## What you have to do
All entries below are to be reproduced precisely as they stand, without the pictures.

## Material for this task

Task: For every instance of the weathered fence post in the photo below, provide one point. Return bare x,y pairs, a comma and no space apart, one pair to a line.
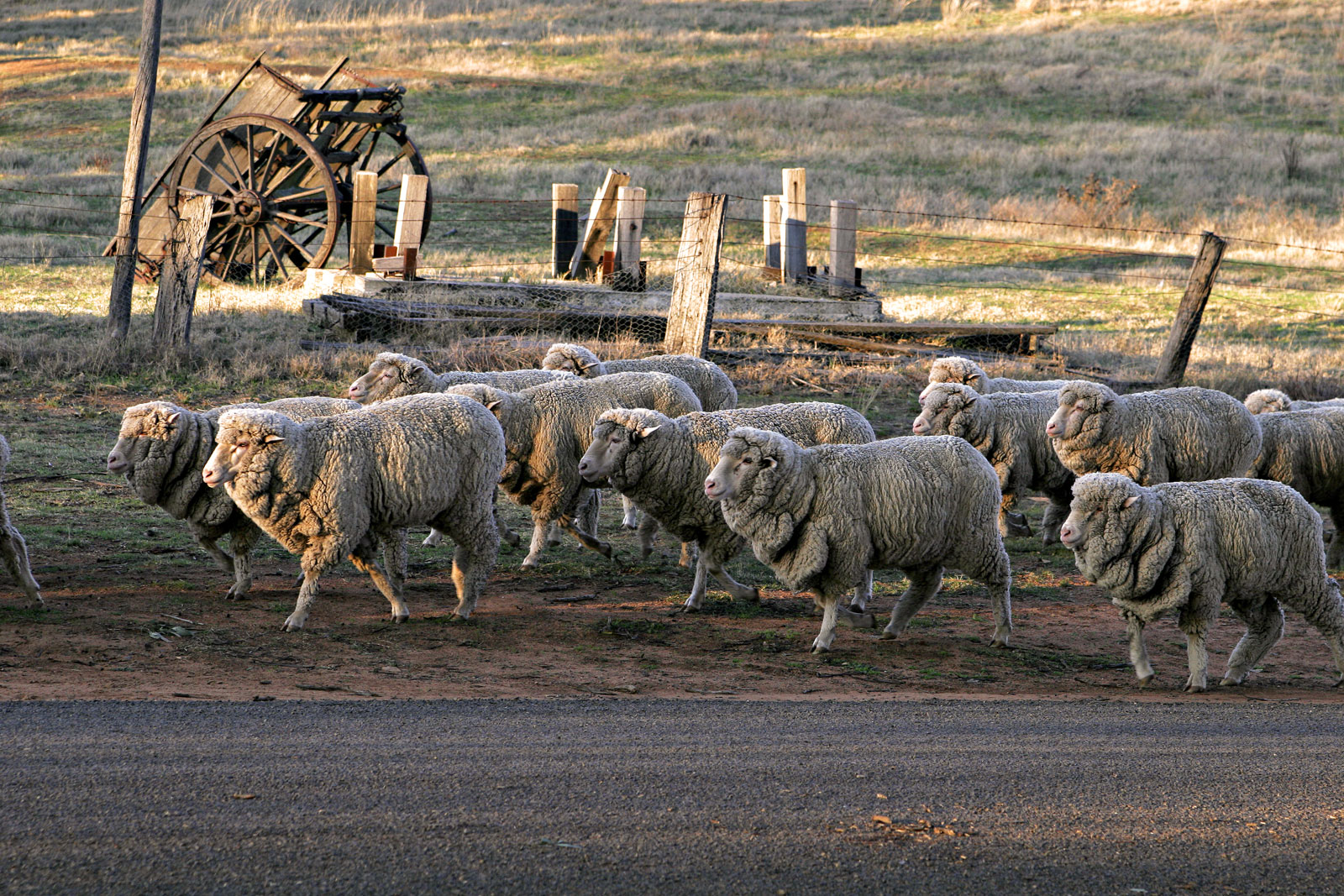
844,224
793,230
134,172
564,226
1171,367
588,259
696,275
363,214
770,231
181,275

## Output of the exercise
Task: For every instance of the weathered fence post in the photo below, provide one point. Return bare x,y pairs, a comma and no space apart, one pair to a line.
844,224
793,230
134,172
564,226
1171,367
588,259
696,275
363,214
770,231
181,275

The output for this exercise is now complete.